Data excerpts
*** Begin section ***

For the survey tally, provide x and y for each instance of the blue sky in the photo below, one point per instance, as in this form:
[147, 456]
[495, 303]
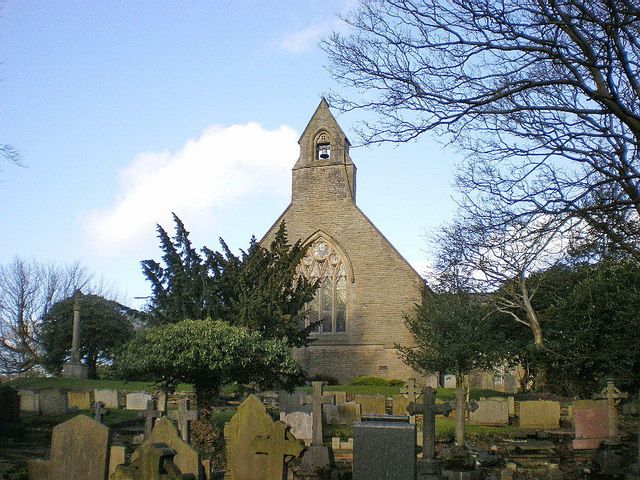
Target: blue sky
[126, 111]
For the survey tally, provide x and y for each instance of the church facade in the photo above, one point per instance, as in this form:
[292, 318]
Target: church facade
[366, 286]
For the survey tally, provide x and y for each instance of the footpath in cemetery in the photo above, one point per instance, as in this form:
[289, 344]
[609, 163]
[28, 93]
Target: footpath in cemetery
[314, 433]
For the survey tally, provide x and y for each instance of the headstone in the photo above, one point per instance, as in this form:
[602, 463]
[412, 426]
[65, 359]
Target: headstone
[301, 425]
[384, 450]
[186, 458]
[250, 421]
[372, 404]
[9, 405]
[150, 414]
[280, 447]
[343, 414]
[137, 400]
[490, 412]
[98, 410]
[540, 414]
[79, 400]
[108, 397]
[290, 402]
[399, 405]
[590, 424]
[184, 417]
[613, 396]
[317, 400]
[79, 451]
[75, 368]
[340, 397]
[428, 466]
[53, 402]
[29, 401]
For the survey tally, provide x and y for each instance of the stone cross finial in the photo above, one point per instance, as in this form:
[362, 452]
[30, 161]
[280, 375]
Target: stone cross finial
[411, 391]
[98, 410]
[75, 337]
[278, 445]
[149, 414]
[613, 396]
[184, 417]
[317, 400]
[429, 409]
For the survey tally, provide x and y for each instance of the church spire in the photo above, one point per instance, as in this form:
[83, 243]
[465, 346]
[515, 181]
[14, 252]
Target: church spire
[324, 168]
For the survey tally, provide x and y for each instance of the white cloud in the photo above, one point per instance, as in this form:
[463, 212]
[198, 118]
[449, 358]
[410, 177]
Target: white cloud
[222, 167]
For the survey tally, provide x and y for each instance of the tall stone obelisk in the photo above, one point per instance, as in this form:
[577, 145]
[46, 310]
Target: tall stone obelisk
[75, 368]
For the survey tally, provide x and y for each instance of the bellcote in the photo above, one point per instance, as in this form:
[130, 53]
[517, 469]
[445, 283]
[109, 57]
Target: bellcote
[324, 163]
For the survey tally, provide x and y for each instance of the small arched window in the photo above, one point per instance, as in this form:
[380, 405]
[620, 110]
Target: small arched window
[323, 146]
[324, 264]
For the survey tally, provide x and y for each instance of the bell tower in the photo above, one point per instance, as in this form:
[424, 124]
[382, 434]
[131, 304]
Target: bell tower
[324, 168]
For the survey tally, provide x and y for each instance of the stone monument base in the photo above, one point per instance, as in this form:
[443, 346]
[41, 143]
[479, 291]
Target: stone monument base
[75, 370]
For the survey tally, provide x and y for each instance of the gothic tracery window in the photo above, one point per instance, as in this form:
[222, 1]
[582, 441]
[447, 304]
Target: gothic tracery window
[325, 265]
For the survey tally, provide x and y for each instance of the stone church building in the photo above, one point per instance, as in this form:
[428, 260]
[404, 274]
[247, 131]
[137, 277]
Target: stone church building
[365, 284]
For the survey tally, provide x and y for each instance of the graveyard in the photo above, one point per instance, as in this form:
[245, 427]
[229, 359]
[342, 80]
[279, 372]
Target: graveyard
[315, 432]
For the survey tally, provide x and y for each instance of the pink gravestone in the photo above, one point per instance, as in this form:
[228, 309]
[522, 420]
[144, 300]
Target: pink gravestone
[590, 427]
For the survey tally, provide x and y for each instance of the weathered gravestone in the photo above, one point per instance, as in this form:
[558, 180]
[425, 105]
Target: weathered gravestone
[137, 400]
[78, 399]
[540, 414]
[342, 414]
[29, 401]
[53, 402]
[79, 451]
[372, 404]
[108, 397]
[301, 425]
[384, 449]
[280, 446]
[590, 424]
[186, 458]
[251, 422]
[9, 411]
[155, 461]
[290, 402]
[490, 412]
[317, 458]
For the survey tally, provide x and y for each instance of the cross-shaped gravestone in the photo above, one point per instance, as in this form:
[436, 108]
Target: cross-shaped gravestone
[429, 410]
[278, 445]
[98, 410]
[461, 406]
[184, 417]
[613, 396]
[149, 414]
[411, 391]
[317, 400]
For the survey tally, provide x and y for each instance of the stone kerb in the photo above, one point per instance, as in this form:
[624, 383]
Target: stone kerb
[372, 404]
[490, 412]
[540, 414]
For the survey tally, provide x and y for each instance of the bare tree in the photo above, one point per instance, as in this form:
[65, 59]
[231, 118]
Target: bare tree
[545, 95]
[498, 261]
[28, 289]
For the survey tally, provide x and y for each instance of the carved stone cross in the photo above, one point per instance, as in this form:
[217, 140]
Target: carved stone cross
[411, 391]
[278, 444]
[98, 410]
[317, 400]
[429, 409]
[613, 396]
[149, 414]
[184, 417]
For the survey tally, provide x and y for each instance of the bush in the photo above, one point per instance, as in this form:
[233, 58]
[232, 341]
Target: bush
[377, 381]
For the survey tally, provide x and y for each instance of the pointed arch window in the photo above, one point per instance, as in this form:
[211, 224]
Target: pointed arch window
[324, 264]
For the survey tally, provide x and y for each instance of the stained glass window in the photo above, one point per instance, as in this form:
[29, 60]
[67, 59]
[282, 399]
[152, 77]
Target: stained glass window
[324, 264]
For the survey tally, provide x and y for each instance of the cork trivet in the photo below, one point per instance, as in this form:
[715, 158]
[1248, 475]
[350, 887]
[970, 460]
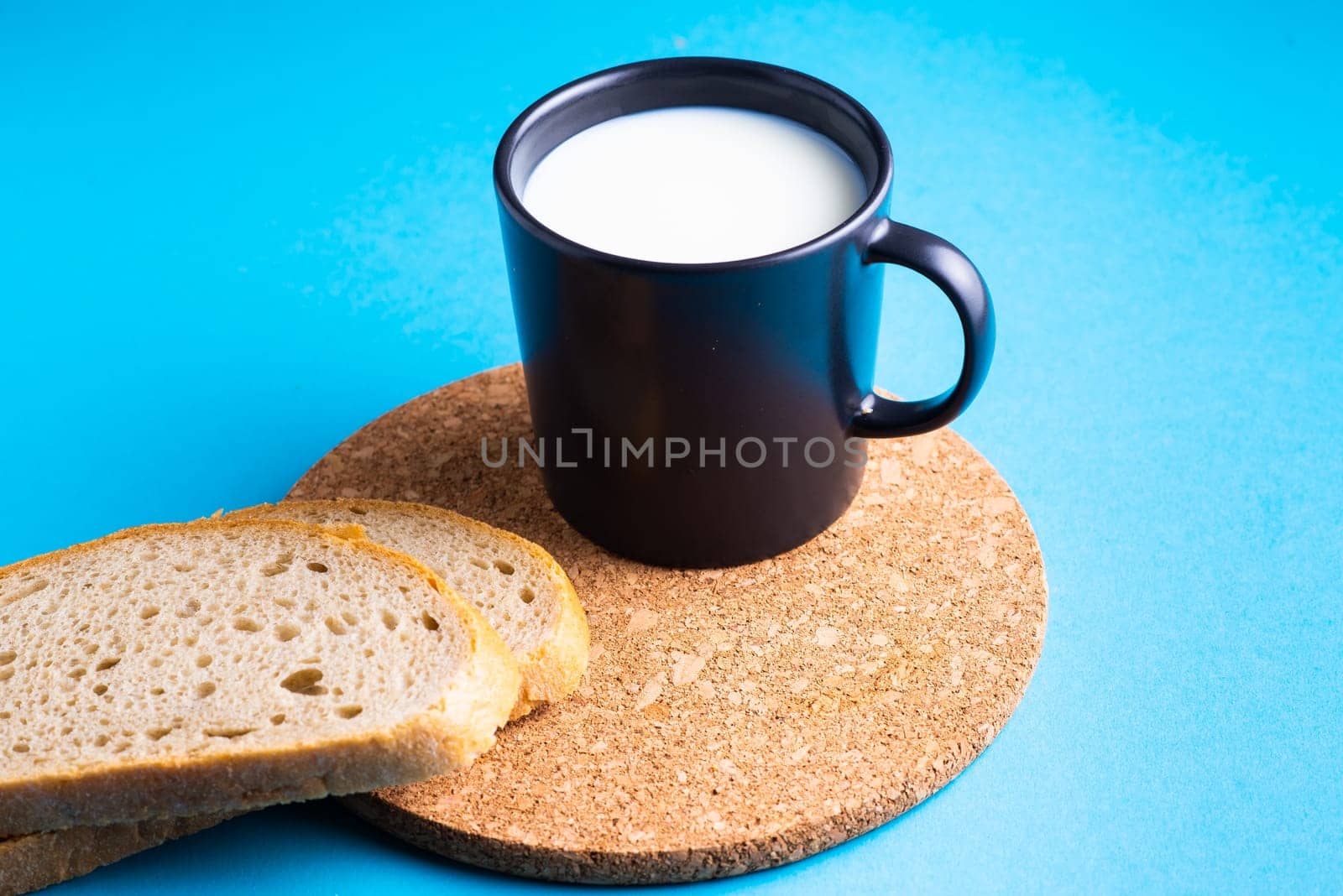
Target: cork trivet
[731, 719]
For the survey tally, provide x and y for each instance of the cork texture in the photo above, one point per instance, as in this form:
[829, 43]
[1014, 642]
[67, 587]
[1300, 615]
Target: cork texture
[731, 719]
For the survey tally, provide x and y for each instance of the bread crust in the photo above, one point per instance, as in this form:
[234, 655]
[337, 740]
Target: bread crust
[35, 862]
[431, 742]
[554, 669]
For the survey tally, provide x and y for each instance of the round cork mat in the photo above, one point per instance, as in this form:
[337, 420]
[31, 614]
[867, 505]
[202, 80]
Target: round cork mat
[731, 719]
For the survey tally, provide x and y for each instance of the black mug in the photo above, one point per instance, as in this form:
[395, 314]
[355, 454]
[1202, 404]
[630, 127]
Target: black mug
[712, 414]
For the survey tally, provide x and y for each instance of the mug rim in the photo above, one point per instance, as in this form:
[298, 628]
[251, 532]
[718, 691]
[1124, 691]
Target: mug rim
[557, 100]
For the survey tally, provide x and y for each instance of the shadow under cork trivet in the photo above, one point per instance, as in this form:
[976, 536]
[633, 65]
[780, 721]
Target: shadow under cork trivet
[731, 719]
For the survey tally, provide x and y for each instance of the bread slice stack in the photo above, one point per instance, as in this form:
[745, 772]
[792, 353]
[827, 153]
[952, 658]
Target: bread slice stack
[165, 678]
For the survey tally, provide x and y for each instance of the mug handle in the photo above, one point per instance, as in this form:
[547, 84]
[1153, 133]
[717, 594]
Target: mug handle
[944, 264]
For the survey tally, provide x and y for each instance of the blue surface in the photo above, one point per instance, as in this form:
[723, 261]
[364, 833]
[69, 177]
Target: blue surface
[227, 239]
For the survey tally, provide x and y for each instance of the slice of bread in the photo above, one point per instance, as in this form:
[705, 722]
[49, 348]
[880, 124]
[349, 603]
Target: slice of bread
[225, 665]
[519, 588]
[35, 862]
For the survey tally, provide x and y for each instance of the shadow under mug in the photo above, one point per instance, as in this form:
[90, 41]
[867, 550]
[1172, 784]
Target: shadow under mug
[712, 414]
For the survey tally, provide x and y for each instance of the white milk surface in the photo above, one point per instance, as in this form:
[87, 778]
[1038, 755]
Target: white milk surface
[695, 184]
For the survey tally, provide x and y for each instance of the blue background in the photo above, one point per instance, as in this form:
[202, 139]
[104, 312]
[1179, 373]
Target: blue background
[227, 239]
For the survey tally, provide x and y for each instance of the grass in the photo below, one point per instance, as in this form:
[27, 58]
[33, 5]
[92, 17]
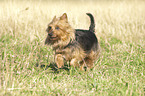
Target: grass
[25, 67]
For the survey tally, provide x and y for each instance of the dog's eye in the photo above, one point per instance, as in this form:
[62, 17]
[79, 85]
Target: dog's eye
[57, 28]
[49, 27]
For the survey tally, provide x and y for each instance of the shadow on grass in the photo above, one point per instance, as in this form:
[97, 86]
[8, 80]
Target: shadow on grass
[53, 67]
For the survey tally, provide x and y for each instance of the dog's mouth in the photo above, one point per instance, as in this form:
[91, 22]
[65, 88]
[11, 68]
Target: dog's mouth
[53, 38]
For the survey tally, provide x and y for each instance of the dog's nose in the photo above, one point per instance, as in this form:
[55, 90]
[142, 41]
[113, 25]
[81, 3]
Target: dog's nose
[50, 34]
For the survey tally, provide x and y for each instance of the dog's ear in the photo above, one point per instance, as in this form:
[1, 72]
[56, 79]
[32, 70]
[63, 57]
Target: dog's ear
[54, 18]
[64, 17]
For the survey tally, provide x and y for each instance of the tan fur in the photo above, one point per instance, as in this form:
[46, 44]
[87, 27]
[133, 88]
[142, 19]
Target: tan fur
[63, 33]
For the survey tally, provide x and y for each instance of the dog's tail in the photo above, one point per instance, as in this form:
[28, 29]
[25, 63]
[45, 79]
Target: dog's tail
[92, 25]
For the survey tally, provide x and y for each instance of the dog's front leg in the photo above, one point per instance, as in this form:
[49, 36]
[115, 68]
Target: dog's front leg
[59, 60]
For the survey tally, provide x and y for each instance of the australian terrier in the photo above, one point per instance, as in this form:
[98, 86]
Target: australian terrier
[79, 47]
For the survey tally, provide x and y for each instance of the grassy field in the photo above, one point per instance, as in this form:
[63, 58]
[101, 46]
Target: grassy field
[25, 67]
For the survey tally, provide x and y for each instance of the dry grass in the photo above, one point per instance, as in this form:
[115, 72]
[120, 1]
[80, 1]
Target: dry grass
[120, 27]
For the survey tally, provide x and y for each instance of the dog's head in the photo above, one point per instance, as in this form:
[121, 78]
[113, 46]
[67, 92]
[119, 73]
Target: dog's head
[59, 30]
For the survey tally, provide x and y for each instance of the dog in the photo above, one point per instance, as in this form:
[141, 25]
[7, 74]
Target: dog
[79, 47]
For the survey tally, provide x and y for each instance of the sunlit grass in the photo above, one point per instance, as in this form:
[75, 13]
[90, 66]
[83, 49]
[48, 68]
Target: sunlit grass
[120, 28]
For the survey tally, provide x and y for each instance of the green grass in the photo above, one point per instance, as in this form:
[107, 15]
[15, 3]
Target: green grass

*** End section ***

• [YOUR TASK] State in a single number how many lines in the data include the word "green".

• [OUTPUT OF THE TASK] 2